* Provided data *
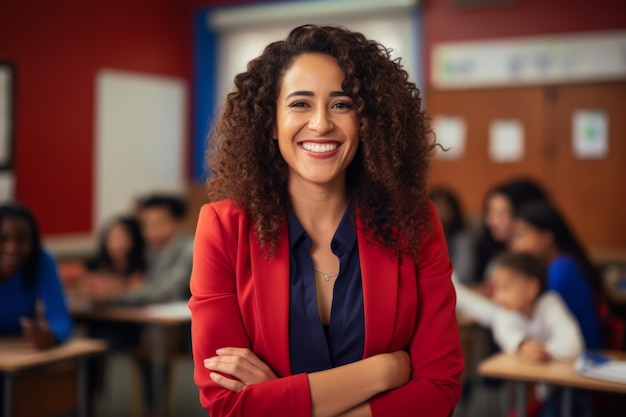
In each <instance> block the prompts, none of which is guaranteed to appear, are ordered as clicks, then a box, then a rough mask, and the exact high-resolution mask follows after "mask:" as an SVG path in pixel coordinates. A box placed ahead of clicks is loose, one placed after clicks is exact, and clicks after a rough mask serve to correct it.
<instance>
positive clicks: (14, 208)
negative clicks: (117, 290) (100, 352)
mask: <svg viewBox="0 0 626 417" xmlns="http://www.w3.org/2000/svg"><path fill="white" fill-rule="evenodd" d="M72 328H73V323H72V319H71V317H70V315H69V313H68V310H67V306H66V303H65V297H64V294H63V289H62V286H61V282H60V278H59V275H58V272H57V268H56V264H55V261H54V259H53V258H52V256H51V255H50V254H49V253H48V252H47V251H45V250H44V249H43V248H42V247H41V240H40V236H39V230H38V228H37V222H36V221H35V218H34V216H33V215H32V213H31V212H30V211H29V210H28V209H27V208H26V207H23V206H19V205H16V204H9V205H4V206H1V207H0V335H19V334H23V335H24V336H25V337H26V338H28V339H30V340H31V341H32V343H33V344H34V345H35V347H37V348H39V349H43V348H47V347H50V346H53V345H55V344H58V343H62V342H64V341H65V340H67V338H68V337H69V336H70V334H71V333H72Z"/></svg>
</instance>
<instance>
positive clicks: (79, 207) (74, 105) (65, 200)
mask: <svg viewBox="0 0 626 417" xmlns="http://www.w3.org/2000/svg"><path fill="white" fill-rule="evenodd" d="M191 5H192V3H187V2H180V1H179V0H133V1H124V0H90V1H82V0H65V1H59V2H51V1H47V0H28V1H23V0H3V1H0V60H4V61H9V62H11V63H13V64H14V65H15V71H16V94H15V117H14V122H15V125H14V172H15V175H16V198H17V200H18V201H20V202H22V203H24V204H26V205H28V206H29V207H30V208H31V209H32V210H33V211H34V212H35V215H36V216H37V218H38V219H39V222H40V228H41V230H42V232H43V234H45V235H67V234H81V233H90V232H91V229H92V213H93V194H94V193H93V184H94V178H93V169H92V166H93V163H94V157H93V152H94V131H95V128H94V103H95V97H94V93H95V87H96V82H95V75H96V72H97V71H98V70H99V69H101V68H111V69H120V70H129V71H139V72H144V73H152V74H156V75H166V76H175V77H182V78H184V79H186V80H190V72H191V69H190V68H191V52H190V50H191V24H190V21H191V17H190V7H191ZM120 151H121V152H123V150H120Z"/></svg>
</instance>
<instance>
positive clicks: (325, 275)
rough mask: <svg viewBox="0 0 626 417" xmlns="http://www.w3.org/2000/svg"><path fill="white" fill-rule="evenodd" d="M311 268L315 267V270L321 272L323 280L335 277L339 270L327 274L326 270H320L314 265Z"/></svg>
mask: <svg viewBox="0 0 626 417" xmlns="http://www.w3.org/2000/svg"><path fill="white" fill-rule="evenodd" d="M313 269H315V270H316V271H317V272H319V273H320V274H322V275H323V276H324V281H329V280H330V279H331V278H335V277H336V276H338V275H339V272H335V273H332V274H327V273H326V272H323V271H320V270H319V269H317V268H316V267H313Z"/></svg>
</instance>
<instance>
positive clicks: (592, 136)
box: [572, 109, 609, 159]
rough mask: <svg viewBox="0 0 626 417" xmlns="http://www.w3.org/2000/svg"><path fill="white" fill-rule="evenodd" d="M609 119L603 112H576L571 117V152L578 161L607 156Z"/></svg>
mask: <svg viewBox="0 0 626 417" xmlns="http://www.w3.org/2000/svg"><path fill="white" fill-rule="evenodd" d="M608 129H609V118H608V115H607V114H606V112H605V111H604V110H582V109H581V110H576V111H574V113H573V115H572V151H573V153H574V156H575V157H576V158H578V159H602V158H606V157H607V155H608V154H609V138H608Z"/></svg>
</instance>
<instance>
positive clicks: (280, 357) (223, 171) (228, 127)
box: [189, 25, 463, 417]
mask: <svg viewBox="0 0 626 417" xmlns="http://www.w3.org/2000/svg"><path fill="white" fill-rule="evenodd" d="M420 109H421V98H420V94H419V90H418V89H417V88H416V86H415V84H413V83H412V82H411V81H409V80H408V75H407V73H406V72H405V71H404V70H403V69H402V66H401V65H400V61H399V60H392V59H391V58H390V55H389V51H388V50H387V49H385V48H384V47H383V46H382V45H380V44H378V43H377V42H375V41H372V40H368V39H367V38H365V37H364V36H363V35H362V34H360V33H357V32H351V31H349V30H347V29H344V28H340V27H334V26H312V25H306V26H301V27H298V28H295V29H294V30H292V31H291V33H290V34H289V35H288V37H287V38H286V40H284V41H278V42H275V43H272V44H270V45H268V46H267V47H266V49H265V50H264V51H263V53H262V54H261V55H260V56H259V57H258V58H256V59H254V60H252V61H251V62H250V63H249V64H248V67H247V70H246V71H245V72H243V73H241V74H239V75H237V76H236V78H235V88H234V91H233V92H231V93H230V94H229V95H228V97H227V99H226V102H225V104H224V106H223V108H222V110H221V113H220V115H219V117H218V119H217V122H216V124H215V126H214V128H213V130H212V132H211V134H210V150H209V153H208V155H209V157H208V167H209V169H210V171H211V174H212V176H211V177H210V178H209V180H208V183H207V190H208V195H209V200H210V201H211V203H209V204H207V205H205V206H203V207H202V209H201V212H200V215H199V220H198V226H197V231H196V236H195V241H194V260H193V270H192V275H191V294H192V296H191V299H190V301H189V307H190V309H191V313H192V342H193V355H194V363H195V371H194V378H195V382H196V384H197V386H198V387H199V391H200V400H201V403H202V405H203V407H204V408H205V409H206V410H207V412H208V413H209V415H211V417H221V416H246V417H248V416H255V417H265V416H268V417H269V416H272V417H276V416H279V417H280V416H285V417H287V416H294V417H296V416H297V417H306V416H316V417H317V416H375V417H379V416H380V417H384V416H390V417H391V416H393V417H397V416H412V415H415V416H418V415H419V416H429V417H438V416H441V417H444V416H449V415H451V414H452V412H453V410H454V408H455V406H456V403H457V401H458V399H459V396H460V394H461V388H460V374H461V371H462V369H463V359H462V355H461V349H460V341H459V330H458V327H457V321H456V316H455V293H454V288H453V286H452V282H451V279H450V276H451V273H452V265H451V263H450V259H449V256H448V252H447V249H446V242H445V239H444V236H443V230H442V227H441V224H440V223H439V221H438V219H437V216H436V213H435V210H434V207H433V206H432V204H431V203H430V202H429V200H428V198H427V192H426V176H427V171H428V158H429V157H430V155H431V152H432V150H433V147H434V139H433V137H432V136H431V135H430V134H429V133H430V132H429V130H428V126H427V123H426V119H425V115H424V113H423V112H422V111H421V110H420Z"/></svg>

* * *

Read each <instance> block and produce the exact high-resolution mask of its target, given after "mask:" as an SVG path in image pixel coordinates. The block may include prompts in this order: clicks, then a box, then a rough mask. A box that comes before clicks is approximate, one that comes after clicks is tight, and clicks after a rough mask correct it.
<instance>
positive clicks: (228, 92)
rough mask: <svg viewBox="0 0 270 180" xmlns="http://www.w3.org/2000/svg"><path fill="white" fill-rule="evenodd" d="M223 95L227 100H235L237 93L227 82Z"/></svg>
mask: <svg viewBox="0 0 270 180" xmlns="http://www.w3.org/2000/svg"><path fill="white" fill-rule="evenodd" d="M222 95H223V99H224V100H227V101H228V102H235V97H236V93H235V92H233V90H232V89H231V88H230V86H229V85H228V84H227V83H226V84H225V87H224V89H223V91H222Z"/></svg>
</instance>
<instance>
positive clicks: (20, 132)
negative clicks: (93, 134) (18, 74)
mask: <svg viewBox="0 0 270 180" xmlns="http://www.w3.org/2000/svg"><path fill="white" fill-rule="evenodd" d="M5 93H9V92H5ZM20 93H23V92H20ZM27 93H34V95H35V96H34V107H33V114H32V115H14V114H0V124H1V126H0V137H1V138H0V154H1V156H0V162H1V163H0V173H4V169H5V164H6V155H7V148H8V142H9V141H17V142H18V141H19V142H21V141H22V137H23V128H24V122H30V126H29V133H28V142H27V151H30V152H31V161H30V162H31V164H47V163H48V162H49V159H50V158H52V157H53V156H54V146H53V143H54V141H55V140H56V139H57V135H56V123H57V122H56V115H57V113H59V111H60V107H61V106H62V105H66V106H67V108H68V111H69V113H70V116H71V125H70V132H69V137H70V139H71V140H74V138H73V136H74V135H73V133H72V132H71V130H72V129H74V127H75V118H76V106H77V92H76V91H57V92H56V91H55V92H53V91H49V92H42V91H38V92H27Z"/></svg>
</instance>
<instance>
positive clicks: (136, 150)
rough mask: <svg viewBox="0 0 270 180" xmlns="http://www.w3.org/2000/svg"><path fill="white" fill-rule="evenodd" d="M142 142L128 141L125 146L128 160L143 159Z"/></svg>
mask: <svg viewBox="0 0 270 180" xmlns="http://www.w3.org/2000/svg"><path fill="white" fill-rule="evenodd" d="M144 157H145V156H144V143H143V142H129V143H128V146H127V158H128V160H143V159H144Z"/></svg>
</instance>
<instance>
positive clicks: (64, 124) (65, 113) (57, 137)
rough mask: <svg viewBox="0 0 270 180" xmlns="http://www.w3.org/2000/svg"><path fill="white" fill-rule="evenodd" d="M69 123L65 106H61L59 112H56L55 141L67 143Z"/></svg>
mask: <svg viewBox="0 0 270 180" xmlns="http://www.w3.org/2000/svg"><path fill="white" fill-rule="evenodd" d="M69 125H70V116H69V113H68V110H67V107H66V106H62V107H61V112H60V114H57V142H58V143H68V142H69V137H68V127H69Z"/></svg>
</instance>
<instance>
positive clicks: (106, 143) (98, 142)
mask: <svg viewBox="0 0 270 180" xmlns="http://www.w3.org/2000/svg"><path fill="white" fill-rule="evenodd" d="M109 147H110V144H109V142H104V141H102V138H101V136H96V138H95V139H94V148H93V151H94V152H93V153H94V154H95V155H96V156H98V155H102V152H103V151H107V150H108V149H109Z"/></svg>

* Work required *
Set down, from the entries above, exactly the lines from the one with "positive clicks: (79, 207)" up to and including the one with "positive clicks: (280, 357)", and no other lines.

* Response *
positive clicks: (79, 207) (74, 105) (65, 200)
mask: <svg viewBox="0 0 626 417" xmlns="http://www.w3.org/2000/svg"><path fill="white" fill-rule="evenodd" d="M191 5H192V3H187V2H180V1H179V0H133V1H124V0H90V1H82V0H65V1H59V2H51V1H47V0H28V1H23V0H3V1H0V60H4V61H9V62H11V63H13V64H14V65H15V71H16V94H15V117H14V122H15V125H14V172H15V175H16V198H17V200H18V201H20V202H22V203H24V204H26V205H28V206H29V207H30V208H31V209H32V210H33V211H34V212H35V215H36V216H37V218H38V219H39V222H40V228H41V230H42V232H43V234H45V235H67V234H81V233H90V232H91V229H92V213H93V194H94V193H93V184H94V178H93V169H92V166H93V163H94V157H93V152H94V131H95V128H94V103H95V97H94V93H95V87H96V82H95V75H96V72H97V71H98V70H99V69H101V68H111V69H120V70H129V71H139V72H144V73H152V74H156V75H166V76H175V77H182V78H184V79H186V80H190V72H191V69H190V68H191V52H190V50H191V24H190V21H191V17H190V7H191ZM120 151H121V152H123V150H120Z"/></svg>
</instance>
<instance>
positive clicks: (325, 275)
rough mask: <svg viewBox="0 0 626 417" xmlns="http://www.w3.org/2000/svg"><path fill="white" fill-rule="evenodd" d="M311 268L315 267V270L321 272L323 280L335 277L339 270L327 274L326 270H320L314 265Z"/></svg>
mask: <svg viewBox="0 0 626 417" xmlns="http://www.w3.org/2000/svg"><path fill="white" fill-rule="evenodd" d="M313 269H315V270H316V271H317V272H319V273H320V274H322V275H323V276H324V281H329V280H330V279H331V278H335V277H336V276H338V275H339V272H335V273H332V274H327V273H326V272H323V271H320V270H319V269H317V268H316V267H313Z"/></svg>
</instance>
<instance>
positive clicks: (592, 136)
box: [572, 109, 609, 159]
rough mask: <svg viewBox="0 0 626 417" xmlns="http://www.w3.org/2000/svg"><path fill="white" fill-rule="evenodd" d="M609 119L603 112H576L571 117V152L578 161L607 156Z"/></svg>
mask: <svg viewBox="0 0 626 417" xmlns="http://www.w3.org/2000/svg"><path fill="white" fill-rule="evenodd" d="M608 129H609V118H608V115H607V114H606V112H605V111H604V110H582V109H581V110H576V111H574V113H573V115H572V151H573V153H574V156H575V157H576V158H578V159H602V158H606V157H607V155H608V154H609V138H608Z"/></svg>
</instance>
<instance>
positive clicks: (280, 357) (223, 171) (228, 127)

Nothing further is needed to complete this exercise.